Prompt >>
Please copy out every one of the records below, keeping each line exactly the same.

[Object pointing dataset rows]
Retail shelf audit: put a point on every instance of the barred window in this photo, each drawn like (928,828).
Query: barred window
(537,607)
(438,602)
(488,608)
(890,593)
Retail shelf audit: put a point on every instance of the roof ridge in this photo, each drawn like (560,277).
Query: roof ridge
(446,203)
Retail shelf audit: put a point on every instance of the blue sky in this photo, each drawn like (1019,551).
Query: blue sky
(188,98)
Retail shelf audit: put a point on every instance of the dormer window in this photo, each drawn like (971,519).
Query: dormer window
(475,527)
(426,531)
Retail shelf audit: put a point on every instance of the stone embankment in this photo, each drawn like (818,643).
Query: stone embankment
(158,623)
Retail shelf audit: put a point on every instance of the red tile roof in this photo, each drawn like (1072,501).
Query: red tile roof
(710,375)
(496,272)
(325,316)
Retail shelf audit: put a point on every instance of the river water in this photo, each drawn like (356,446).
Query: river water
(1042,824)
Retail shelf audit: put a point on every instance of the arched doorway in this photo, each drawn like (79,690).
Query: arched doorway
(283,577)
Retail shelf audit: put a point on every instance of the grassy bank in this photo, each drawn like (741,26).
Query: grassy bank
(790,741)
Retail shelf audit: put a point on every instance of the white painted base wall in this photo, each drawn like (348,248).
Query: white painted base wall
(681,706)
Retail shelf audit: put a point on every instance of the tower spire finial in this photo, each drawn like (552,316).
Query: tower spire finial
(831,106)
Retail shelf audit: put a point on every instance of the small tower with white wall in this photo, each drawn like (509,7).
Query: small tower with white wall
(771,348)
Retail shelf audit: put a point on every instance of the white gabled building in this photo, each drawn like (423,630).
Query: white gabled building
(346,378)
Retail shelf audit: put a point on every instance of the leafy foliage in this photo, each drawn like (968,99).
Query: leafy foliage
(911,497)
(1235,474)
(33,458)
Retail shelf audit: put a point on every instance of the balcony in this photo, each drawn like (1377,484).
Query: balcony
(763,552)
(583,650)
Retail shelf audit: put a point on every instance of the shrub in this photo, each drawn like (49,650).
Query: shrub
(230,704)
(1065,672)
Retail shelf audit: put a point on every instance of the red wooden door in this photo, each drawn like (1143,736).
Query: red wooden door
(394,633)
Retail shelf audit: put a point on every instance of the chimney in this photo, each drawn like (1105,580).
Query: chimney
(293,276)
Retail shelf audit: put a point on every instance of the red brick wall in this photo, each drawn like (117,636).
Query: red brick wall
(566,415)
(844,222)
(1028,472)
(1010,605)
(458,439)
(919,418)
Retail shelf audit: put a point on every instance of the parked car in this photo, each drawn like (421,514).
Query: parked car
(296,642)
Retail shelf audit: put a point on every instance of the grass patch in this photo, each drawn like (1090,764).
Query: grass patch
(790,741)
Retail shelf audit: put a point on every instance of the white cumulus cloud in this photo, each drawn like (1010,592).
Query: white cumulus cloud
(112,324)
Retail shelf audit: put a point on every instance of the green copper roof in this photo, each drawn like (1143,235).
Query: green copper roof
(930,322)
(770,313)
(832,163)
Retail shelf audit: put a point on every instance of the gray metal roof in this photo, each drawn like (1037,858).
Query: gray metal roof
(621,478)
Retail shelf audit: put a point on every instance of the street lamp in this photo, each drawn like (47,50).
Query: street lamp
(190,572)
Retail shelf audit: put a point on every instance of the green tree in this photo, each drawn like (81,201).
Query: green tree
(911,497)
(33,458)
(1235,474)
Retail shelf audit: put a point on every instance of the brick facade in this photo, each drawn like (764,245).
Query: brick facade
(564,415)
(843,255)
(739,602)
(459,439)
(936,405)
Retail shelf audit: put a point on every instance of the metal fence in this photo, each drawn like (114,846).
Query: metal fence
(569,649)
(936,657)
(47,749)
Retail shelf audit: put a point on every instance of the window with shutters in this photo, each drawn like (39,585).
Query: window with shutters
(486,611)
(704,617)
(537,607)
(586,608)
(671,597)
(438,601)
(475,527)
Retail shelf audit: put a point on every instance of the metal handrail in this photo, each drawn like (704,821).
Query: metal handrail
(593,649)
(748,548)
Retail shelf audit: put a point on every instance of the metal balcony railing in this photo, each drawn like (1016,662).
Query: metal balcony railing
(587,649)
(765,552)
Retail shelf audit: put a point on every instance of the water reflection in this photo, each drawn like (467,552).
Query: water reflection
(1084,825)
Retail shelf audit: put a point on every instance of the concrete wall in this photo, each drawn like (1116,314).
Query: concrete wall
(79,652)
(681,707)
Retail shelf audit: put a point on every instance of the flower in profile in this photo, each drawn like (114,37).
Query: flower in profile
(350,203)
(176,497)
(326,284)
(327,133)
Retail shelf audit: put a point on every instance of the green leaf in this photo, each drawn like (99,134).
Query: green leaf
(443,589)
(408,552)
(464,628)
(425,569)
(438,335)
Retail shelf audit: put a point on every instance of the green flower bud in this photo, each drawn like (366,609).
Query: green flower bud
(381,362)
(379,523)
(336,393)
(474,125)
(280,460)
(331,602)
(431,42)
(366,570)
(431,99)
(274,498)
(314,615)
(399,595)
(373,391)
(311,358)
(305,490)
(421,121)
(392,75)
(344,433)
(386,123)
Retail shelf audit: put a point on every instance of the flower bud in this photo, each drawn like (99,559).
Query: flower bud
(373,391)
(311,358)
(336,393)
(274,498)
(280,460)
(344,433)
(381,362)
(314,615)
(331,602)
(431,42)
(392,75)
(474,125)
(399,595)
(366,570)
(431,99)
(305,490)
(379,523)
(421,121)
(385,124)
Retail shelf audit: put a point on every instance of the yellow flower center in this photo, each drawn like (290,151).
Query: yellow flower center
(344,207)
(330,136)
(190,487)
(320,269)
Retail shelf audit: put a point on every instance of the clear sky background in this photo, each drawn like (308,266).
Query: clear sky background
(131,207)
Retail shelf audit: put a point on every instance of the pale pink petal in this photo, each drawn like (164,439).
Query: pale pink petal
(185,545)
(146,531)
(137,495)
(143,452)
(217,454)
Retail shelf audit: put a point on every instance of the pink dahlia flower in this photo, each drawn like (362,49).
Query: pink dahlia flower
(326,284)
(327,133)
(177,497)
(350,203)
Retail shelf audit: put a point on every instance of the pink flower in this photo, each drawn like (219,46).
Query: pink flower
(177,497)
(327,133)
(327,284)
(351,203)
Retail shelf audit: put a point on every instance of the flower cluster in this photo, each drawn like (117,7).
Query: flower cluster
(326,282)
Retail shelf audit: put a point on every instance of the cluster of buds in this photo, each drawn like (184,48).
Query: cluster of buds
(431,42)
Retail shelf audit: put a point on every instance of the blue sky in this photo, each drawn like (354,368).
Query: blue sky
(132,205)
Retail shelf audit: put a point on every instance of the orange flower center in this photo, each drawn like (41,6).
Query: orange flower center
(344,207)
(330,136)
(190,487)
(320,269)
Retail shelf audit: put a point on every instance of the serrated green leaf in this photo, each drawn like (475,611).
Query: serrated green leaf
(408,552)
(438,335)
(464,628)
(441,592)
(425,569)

Output for this exercise >>
Retail shelf audit: put a point on every instance of the barred window in this photo, each drawn like (928,828).
Query: barred window
(537,607)
(438,602)
(488,608)
(890,593)
Retail shelf audit: put a point on every instance of the roof ridge in this photo, each drawn like (560,277).
Query: roof ridge
(446,203)
Retail shelf audit: put a point on every instance of the blue sky in this photo, each drawn like (1019,551).
Query: blue sky
(188,98)
Retail shelf audit: put a point on every instance of the dormer window in this photo, each drawn like (971,519).
Query: dormer window
(475,527)
(426,531)
Retail shelf audit: put a point on every instance of the stone embankment in this photo, each drawn like (818,643).
Query: stone embankment
(158,623)
Retail shelf audit: put a point on every instance of the red tile roof in this photo, each drawn like (1072,501).
Query: red tile roof
(710,375)
(496,272)
(325,316)
Retail shelf audit: put a point on every instance of the river water in this photo, each drawn like (356,446).
Query: river water
(1042,824)
Retail shelf audit: put a point on every instance of the arched doorway in this photo, each drawn like (79,690).
Query: arched doorway
(283,577)
Retail shelf audit: put a point on every instance of the grassy bank in this photo, each drawn like (741,26).
Query: grassy bank
(790,741)
Retail shelf audit: put a point on every instance of the white painted base wall in this photo, each drawn like (348,248).
Query: white painted base wall
(681,706)
Retail shelf audit: put a point on every instance of the tower spire finial in this photo, each drawn like (552,316).
Query: tower spire finial
(831,106)
Retail shelf audit: put a point on every instance of the small tower with white wall in this photo, each drawn like (509,7).
Query: small tower with white wall
(771,348)
Retail shelf audit: put a point on every instance of the white gabled building in this photo, each drawn like (423,630).
Query: white gabled building
(346,378)
Retail shelf audit: put a point on every instance of the leafy foliage in this photo, each drawn like (968,99).
Query: leafy foliage
(911,497)
(1235,474)
(33,458)
Retail shelf audit: put a point on every instance of the balcony in this photo, each drawn like (1377,484).
Query: balcony
(763,552)
(583,650)
Retail shelf audit: put a point on every instance of the shrub in this photo, each drawn like (49,650).
Query: shrub
(230,704)
(1065,672)
Retail shelf audit: put a point on every instance of the red wooden door in this photo, each drawn like (1143,736).
Query: red wooden door
(394,633)
Retail shelf audit: put a point on every instance of the chimney in this photo, each drawn like (1105,580).
Query: chimney
(293,276)
Retail shelf audit: put a point on every instance of the red brick wall in this photo, each drawn like (117,636).
Query: red brick wall
(566,415)
(844,222)
(1028,472)
(1010,605)
(458,439)
(919,418)
Retail shelf audit: put a point on every instance of the parked car in this photo, each drawn like (421,514).
Query: parked car
(296,642)
Retail shelf audit: put a point on every instance of the grass patch in this photo, each drawn like (1090,764).
Query: grass patch
(790,741)
Retail shelf audit: put a point on every instance of the white cumulus cloud in this photo, each drawn like (1010,592).
Query: white cumulus cloud
(112,324)
Retail shelf audit: put a point on every instance of the green copper roof in this photo, each drawn like (1143,235).
Query: green copper roof
(930,322)
(770,313)
(832,163)
Retail shelf audit: put a point on every instance of the gray metal roof in this photo, each drawn like (1037,858).
Query: gray metal roof
(621,478)
Retail shelf audit: put a point on every instance of the street lamp in this photo, each drawn like (47,50).
Query: street lamp
(190,572)
Retail shelf audit: put a point on every instance of the green tree in this photo, each drawn like (81,201).
Query: green tree
(911,497)
(33,458)
(1235,474)
Retail shelf audit: put a point on every instance of the brick facade in this photo, each drawn like (764,245).
Query: brick facade
(564,415)
(843,255)
(739,602)
(459,439)
(936,405)
Retail shelf audit: put a point on every instance of the metal fence in this photo, each drawn like (114,846).
Query: metal fence
(569,649)
(936,657)
(47,749)
Retail shelf audit: put a point on every instance of the window with shutters in this photo, each drawn like (39,585).
Query: window with shutters
(486,611)
(704,617)
(537,607)
(586,608)
(671,597)
(438,601)
(475,527)
Retail shelf audit: put a point on every instance of the metal handrail in this photo, each drawn like (704,821).
Query: metal handrail
(593,649)
(748,548)
Retail shelf audit: put a point on every instance of the metal balcony railing in this photo, each drawn like (1016,662).
Query: metal balcony railing
(587,649)
(765,552)
Retail shelf audit: put a point on every instance of the water reflection in this photo, each drawn like (467,552).
Query: water reflection
(1084,825)
Retail shelf audit: put a point on every instance of the concrete wall in this photo, each drawn like (1116,314).
Query: concrete wall
(79,652)
(681,707)
Retail shelf audit: put a point on every instance of the flower in profile in this photo, each drawn like (114,37).
Query: flower in profile
(350,203)
(176,497)
(326,284)
(327,133)
Retail shelf audit: put a point on every instance of the green leaf in this photo, each drawn like (99,134).
Query: green leaf
(443,589)
(408,552)
(464,628)
(425,569)
(438,335)
Retail shelf audit: put a point on every instance of the green flower bud in this photo, each drawn like (366,609).
Query: green flower bud
(381,362)
(379,523)
(336,393)
(474,125)
(280,460)
(331,602)
(431,42)
(366,570)
(431,99)
(274,498)
(314,615)
(399,595)
(373,391)
(311,358)
(305,490)
(421,121)
(392,75)
(344,433)
(386,123)
Retail shelf audit: put a point on every instance of the flower bud in this photo, each drawn like (99,559).
Query: flower bud
(373,391)
(311,358)
(336,393)
(274,498)
(280,460)
(344,433)
(381,362)
(314,615)
(331,602)
(431,42)
(392,75)
(474,125)
(399,595)
(366,570)
(431,99)
(305,490)
(379,523)
(421,121)
(385,124)
Retail shelf audit: put a point on every instance of the yellow flower center in this photo, each drawn like (290,151).
Query: yellow flower center
(344,207)
(330,136)
(190,487)
(320,269)
Retail shelf audit: put a point on every instance of the clear sky background in this photo, each drawn like (308,266).
Query: clear sky background
(131,207)
Retail shelf audit: put a point on every instance of the pale pink petal in this photo, each drawn like (164,439).
Query: pale pink petal
(185,545)
(146,531)
(137,495)
(143,452)
(217,454)
Retail shelf audit: put a point on every instance of the pink dahlia flower in this photo, each drawn like (362,49).
Query: pink dahlia flower
(326,284)
(327,133)
(177,497)
(350,203)
Retail shelf audit: put a point on every instance of the pink flower in this photo, each drawn like (219,46).
Query: pink flower
(177,497)
(327,133)
(327,284)
(351,203)
Retail shelf audit: put a point on every instance of the flower cluster in this photo, each drawn like (117,7).
Query: flower cluster
(326,282)
Retail shelf audit: put a point on every instance of the cluster of buds in this photo, each drawn like (184,48).
Query: cluster of buds
(431,42)
Retail shelf audit: put a point on every instance of the blue sky in this photo, each drawn like (354,368).
Query: blue sky
(132,205)
Retail shelf audit: put a point on every instance of the orange flower center in this photo, each drawn like (41,6).
Query: orange flower center
(344,207)
(330,136)
(190,487)
(320,269)
Retail shelf audit: put a point on every instance of the serrated green leaf in this photo, each drawn like (475,611).
Query: serrated green leaf
(408,552)
(438,335)
(464,628)
(441,592)
(425,569)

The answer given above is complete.